### EXERCISE 1
Answer these questions using the Toy Story 5 review below, each answer on its own line marked like the question.
(a) What is the name of Jessie's first child?
(b) Who voices Smarty Pants?
(c) Who shares screenwriting credit on the film with Stanton?
### EXERCISE 2
Rewrite as a bulleted list the paragraph of the Toy Story 5 review below that begins "Joining forces with Blaze's abandoned potty training toy," keeping its main facts.
### EXERCISE 3
List every real person, as opposed to a fictional character, named in the Toy Story 5 review below.

### SELECTED EXCERPT
------------------------------------

Lily, as the Lilypad calls herself, has a droll disdain for the gang of toys, and often speaks to them with condescension. She sees Jessie and friends as an impediment to Bonnie’s eventual social circle, blinded to the effect she has on Bonnie’s outsized imagination. Desperate, Jessie finds a way to communicate with Woody, to get him to return and assist with dispatching Lily. Woody’s return – at Jessie’s request – rubs Buzz the wrong way, as he spends most of the movie trying to find a way to ask Jessie to marry him (a recurring motif in this film: toy weddings). As such, old rivalries reignite between the old friends, but even before Woody comes back, Jessie and her horse Bullseye find themselves transported to a farm house in a failed attempt to force their way into a sleepover between Bonnie and her new Lilypad friends. It ends up being the same farm house Jessie lived in decades before, when she lived with her first child, Emily. These days, a new family lives there, including the young Blaze (Mykal-Michelle Harris), who shares Bonnie’s love of toys.

Joining forces with Blaze’s abandoned potty training toy, Smarty Pants (Conan O’Brien), Jessie begins to learn that a little bit of tech may be helpful for Bonnie, if only to get her introduced to Blaze, a possible friend who may share Bonnie’s love of playing with classic toys. Stanton shares screenwriting credit on this film with Kenna Harris, and one can certainly see the man who wrote the blobby human race in the second half of WALL-E’s signature here. There is a surprising acidity to the way Stanton views the predatory nature of screens on the imaginations of children. This is hardly a unique observation, but it’s still a surprising tact in a Disney film, especially from a filmmaker who has worked directly with Steve Jobs. Ultimately, Toy Story 5 does stop short of making a true enemy of the Apple corporation, but like in WALL-E, Stanton provides more cogent social commentary than you would expect from a children’s film without sacrificing the innocent nature of the storytelling.

------------------------------------

### LISTED ENTRIES
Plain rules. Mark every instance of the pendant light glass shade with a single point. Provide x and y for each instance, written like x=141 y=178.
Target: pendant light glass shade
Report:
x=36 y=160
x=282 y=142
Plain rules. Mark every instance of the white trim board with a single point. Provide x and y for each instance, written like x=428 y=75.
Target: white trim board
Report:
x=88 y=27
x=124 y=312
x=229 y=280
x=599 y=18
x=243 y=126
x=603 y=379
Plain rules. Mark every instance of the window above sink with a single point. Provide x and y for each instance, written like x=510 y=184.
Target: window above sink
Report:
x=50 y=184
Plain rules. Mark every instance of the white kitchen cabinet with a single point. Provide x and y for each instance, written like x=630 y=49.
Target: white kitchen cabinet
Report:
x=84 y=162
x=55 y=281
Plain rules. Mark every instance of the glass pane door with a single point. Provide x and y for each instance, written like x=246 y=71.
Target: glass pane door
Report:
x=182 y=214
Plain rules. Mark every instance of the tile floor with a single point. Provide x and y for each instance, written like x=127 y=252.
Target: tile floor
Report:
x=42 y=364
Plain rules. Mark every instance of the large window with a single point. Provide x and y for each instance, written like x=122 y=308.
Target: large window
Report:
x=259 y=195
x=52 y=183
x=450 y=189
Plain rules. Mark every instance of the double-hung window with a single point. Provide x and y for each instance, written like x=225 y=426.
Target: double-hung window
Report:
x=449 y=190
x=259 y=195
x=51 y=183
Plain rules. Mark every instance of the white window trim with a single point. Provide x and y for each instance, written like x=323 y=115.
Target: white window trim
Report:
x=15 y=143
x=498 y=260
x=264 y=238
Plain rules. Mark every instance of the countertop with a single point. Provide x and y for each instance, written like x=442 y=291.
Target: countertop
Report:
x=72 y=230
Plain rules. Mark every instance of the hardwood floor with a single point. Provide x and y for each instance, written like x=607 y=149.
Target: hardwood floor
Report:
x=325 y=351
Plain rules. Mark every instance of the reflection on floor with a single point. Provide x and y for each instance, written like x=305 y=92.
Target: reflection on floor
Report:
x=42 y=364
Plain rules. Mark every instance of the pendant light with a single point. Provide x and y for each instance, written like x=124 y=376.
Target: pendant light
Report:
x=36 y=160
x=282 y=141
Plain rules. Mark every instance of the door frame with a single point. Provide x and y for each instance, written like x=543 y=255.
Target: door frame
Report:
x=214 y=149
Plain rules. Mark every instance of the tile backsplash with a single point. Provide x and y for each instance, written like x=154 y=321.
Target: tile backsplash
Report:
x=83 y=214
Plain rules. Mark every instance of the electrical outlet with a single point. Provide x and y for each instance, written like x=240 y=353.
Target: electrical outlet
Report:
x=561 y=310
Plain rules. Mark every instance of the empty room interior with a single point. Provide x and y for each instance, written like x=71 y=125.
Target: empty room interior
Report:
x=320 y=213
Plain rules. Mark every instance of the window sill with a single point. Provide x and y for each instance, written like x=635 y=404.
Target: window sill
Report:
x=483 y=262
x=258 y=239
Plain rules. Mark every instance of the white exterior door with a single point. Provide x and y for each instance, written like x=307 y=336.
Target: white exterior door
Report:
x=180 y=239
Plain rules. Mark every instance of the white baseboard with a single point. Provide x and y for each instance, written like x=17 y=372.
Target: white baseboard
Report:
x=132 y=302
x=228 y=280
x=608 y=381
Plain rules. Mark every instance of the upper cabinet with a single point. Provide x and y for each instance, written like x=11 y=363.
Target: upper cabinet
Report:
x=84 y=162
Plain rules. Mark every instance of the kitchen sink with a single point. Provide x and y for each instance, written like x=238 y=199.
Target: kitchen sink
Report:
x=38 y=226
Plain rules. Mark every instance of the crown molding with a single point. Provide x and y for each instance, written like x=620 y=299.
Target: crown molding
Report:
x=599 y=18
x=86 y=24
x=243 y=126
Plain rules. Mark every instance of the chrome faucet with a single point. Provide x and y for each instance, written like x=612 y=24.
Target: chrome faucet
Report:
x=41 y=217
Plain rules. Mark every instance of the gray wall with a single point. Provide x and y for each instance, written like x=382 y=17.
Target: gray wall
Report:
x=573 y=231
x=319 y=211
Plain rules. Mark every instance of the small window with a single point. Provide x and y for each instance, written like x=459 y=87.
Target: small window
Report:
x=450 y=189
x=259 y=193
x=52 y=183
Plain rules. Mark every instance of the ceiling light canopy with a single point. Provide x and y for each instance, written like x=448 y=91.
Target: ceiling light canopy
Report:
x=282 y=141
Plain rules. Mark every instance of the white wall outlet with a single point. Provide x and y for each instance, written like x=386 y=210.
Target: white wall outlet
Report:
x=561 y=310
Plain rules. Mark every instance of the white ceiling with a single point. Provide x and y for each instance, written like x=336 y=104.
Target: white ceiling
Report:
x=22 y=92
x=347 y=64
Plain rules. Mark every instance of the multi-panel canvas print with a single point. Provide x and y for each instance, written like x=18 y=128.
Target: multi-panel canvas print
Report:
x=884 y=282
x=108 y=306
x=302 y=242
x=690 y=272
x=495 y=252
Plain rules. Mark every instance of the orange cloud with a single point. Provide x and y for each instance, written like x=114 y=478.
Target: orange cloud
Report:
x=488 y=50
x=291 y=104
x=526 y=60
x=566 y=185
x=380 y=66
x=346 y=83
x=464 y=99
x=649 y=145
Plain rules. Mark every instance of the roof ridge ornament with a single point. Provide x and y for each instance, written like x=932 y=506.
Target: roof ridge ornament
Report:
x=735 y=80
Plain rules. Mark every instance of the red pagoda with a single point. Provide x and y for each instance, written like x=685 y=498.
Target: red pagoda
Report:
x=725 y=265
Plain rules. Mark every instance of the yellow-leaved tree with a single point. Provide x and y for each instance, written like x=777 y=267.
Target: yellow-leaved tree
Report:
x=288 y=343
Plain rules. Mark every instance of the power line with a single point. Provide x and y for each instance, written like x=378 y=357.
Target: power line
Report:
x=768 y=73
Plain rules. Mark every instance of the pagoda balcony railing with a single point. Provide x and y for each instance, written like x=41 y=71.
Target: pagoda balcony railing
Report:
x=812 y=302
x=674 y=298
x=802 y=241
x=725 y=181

------------------------------------

### RIGHT ANSWER 1
(a) Emily
(b) Conan O'Brien
(c) Kenna Harris

### RIGHT ANSWER 2
- Jessie teams up with Smarty Pants (Conan O'Brien), Blaze's abandoned potty training toy.
- She learns that some tech may help Bonnie, if only to introduce her to Blaze, a possible friend who may share her love of classic toys.
- Stanton shares screenwriting credit with Kenna Harris, and his WALL-E signature shows.
- The film takes a surprisingly acidic view of how screens prey on children's imaginations, which is unusual for a Disney film, especially from a filmmaker who worked directly with Steve Jobs.
- It stops short of making a true enemy of Apple, but like WALL-E it offers more cogent social commentary than expected from a children's film without losing its innocent storytelling.

### RIGHT ANSWER 3
- Mykal-Michelle Harris
- Conan O'Brien
- Stanton
- Kenna Harris
- Steve Jobs